WRITTEN INSTRUCTION: From the proposed-rule excerpt below, output the stretch from "The proposed rule" through "any unanalyzed condition." word for word.

---- SELECTED EXTRACT

The proposed rule would not require assuming a loss-of-offsite power or a limiting single failure of the ECCS for LOCA analyses performed for breaks larger than the TBS. Thus, it is possible that a licensee's analyses would credit that the full complement of ECCS was available. To ensure that the facility will continue to comply with the acceptance criteria for LOCAs larger than the TBS under any at-power operating configuration allowed by the license, the Commission would require both that the acceptance criteria not be exceeded during any at-power condition that has been analyzed, and that the plant not be placed in any unanalyzed condition.

--------
---- EXCERPTED DATA

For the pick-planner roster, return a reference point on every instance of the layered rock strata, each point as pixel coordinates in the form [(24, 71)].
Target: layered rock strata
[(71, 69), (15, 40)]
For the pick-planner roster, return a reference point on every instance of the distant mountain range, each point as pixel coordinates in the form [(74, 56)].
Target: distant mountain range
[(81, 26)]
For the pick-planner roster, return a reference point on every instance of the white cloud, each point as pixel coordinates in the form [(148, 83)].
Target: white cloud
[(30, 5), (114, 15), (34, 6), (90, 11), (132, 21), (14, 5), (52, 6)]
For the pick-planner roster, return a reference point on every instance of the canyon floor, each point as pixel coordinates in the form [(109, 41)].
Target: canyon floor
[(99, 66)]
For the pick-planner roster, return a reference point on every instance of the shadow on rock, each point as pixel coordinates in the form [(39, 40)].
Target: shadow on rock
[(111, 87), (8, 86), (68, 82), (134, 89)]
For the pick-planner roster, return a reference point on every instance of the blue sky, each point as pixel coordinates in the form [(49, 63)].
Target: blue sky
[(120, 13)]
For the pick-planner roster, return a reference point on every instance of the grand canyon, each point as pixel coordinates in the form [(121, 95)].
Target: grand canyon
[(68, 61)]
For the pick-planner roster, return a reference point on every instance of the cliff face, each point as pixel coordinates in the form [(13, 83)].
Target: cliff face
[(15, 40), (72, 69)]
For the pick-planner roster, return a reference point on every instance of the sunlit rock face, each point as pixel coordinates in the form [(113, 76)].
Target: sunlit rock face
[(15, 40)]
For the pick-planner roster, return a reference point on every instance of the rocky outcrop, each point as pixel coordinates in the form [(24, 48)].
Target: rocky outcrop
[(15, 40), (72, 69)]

--------
---- EXCERPTED DATA

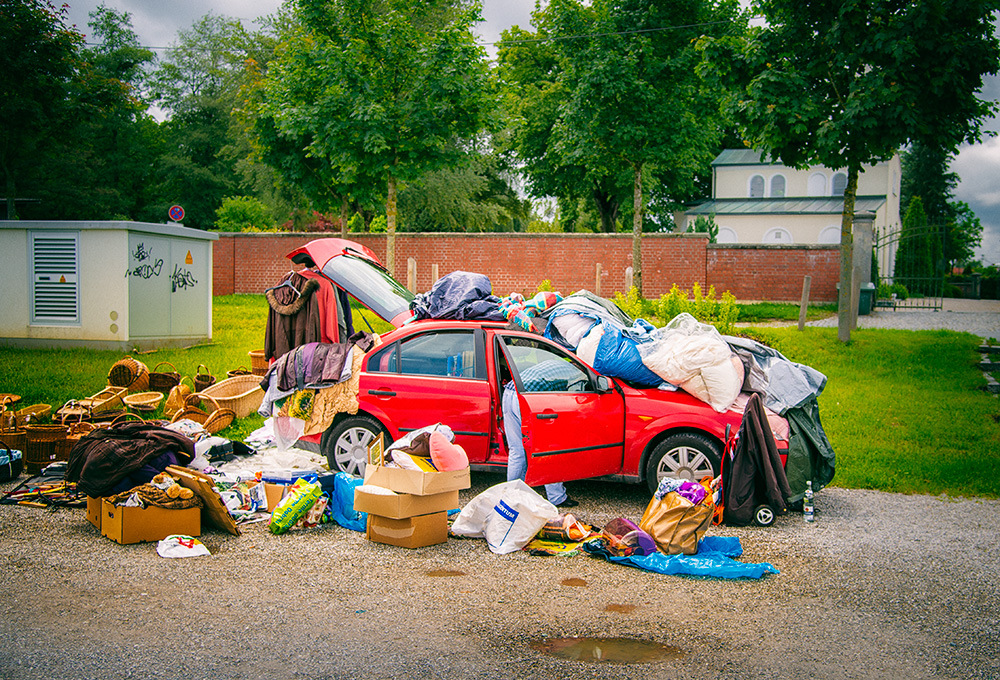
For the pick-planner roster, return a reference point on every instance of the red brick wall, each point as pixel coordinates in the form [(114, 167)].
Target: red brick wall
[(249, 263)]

--------

TASK OUTPUT:
The proposed rule would not require assuming a loss-of-offsite power or a limiting single failure of the ECCS for LOCA analyses performed for breaks larger than the TBS. Thus, it is possible that a licensee's analyses would credit that the full complement of ECCS was available. To ensure that the facility will continue to comply with the acceptance criteria for LOCAs larger than the TBS under any at-power operating configuration allowed by the license, the Commission would require both that the acceptance criteria not be exceeded during any at-power condition that has been analyzed, and that the plant not be placed in any unanalyzed condition.